- DIRECTIVE -
Could you print every record below exactly as it appears?
.....
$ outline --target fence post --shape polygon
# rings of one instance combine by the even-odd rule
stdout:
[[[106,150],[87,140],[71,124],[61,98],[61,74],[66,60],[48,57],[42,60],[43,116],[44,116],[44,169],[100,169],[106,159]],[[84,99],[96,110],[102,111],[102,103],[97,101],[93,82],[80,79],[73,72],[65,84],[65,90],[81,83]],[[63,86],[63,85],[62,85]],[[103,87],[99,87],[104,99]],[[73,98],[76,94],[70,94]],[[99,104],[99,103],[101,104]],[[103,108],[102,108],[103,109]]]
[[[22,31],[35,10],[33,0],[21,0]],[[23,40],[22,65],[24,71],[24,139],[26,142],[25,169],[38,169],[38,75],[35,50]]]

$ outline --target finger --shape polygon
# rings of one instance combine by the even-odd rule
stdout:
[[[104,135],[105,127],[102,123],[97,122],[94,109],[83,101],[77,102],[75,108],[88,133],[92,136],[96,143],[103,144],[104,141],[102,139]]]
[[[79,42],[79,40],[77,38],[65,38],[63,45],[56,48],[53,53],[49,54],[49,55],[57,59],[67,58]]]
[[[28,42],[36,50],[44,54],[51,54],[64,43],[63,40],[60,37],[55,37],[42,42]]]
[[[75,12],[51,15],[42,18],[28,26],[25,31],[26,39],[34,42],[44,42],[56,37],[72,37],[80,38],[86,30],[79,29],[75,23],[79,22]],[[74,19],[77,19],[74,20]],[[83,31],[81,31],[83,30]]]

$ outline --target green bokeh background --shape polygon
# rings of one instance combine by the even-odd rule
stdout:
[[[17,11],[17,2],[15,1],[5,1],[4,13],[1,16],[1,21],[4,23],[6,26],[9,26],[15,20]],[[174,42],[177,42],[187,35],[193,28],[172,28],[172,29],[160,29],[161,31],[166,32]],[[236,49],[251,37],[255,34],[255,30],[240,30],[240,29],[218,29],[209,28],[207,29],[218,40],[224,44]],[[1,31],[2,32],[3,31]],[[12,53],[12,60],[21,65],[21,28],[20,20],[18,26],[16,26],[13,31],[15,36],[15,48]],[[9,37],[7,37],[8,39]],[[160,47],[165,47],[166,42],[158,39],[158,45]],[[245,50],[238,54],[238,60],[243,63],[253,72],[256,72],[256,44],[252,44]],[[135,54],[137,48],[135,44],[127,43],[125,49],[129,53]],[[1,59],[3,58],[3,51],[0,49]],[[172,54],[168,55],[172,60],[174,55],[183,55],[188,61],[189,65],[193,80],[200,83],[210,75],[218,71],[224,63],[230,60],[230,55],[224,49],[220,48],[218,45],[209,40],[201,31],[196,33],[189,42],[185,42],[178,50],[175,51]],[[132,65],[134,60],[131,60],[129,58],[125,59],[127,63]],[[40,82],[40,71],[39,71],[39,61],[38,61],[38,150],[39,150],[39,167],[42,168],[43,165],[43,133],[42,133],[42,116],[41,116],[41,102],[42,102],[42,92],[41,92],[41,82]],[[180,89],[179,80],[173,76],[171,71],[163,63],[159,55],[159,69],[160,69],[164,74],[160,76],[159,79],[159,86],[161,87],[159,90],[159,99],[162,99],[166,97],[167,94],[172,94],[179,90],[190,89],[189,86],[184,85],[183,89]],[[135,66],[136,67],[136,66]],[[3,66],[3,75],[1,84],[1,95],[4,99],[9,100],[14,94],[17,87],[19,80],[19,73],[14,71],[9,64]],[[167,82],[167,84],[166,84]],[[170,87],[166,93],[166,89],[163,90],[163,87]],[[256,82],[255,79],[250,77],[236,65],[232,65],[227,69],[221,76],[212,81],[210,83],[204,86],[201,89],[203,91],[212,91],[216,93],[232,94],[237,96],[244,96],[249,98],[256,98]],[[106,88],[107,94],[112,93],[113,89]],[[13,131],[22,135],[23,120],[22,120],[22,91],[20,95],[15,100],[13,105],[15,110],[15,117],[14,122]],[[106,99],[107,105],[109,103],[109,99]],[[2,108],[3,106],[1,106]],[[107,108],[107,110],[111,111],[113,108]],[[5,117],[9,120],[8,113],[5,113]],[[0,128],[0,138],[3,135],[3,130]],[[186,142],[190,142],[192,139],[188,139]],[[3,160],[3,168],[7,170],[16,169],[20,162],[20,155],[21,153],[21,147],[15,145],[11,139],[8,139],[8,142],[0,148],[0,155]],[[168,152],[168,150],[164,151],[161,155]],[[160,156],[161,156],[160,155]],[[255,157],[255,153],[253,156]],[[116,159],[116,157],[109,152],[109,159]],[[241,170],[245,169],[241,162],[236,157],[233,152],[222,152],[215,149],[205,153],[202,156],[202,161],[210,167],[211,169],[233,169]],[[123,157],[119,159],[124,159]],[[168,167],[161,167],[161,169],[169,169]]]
.....
- THE RESULT -
$ outline --target fence post --shape polygon
# rings of one instance combine by the even-odd rule
stdout:
[[[106,150],[87,140],[71,124],[61,98],[61,74],[66,60],[48,57],[42,60],[43,116],[44,116],[44,169],[100,169],[106,159]],[[84,99],[96,110],[102,111],[102,103],[97,101],[93,82],[80,79],[73,72],[65,84],[65,90],[81,83]],[[63,86],[63,85],[62,85]],[[103,87],[99,87],[104,99]],[[73,98],[76,94],[70,94]],[[99,104],[99,103],[101,104]],[[103,108],[102,108],[103,109]]]
[[[22,31],[35,10],[33,0],[21,0]],[[23,40],[22,65],[24,71],[24,139],[26,142],[25,169],[38,169],[38,75],[35,50]]]

$ outline --target finger --shape polygon
# rings of one instance combine by the even-odd rule
stdout:
[[[104,135],[105,127],[102,123],[97,122],[94,109],[83,101],[77,102],[75,108],[88,133],[92,136],[96,143],[103,144],[104,141],[102,139]]]
[[[79,42],[79,40],[77,38],[65,38],[63,45],[56,48],[53,53],[49,54],[49,55],[57,59],[67,58]]]
[[[28,42],[36,50],[44,54],[51,54],[64,43],[63,40],[60,37],[55,37],[42,42]]]
[[[75,12],[51,15],[42,18],[28,26],[25,31],[26,39],[34,42],[44,42],[56,37],[72,37],[80,38],[86,30],[79,29],[75,23],[79,22]],[[74,19],[77,19],[74,20]],[[83,31],[81,31],[83,30]]]

$ outline --target green bokeh background --shape polygon
# rings of one instance combine by the even-odd rule
stdout:
[[[17,11],[17,2],[15,1],[5,1],[4,13],[1,16],[1,21],[4,23],[6,26],[9,26],[15,20]],[[174,42],[177,42],[187,35],[193,28],[172,28],[172,29],[160,29],[161,31],[166,32]],[[236,49],[251,37],[255,34],[255,30],[240,30],[240,29],[218,29],[209,28],[207,29],[218,40],[224,44]],[[1,31],[2,32],[3,31]],[[12,53],[12,60],[21,65],[21,28],[20,20],[18,26],[16,26],[13,31],[15,36],[15,48]],[[9,37],[7,37],[8,39]],[[160,47],[165,47],[166,42],[158,39],[158,45]],[[245,50],[238,54],[238,60],[243,63],[253,72],[256,72],[256,44],[252,44]],[[135,54],[137,48],[135,44],[127,43],[125,49],[129,53]],[[1,59],[3,58],[3,51],[0,49]],[[172,54],[168,55],[172,60],[174,55],[183,55],[188,61],[189,65],[193,80],[200,83],[210,75],[218,71],[224,63],[230,60],[230,55],[224,49],[220,48],[218,45],[209,40],[201,31],[196,33],[189,42],[185,42],[178,50],[175,51]],[[132,65],[134,60],[131,60],[129,58],[125,59],[127,63]],[[40,82],[40,71],[39,71],[39,61],[38,61],[38,150],[39,150],[39,167],[42,168],[43,165],[43,133],[42,133],[42,116],[41,116],[41,102],[42,102],[42,92],[41,92],[41,82]],[[180,89],[179,80],[173,76],[171,71],[163,63],[159,55],[159,69],[160,69],[164,74],[160,76],[159,79],[159,86],[161,87],[159,90],[159,99],[162,99],[166,97],[167,94],[172,94],[179,90],[190,89],[189,86],[184,85],[183,89]],[[135,66],[136,67],[136,66]],[[3,66],[3,75],[1,84],[1,95],[4,99],[9,100],[14,94],[17,87],[19,80],[19,73],[14,71],[9,64]],[[167,82],[167,84],[166,84]],[[170,87],[166,93],[166,89],[163,90],[163,87]],[[256,82],[255,79],[250,77],[236,65],[232,65],[227,69],[221,76],[212,81],[210,83],[204,86],[201,89],[203,91],[212,91],[216,93],[232,94],[237,96],[244,96],[249,98],[256,98]],[[106,88],[107,94],[112,93],[113,89]],[[13,131],[22,135],[23,120],[22,120],[22,91],[20,95],[15,100],[13,105],[15,110],[15,117],[14,122]],[[106,99],[107,105],[109,103],[109,99]],[[2,108],[3,106],[1,106]],[[107,108],[107,110],[111,111],[113,108]],[[5,117],[9,120],[8,113],[5,113]],[[0,128],[0,138],[3,135],[3,130]],[[186,142],[190,142],[192,139],[188,139]],[[3,160],[3,168],[7,170],[16,169],[20,162],[20,155],[21,153],[21,147],[15,145],[11,139],[8,139],[8,142],[0,148],[0,155]],[[168,152],[168,150],[164,151],[161,155]],[[160,156],[161,156],[160,155]],[[255,157],[255,153],[253,156]],[[116,159],[116,157],[109,152],[109,159]],[[241,170],[245,169],[241,162],[236,157],[233,152],[222,152],[215,149],[205,153],[202,156],[202,161],[210,167],[211,169],[233,169]],[[123,157],[119,159],[124,159]],[[168,167],[161,167],[161,169],[169,169]]]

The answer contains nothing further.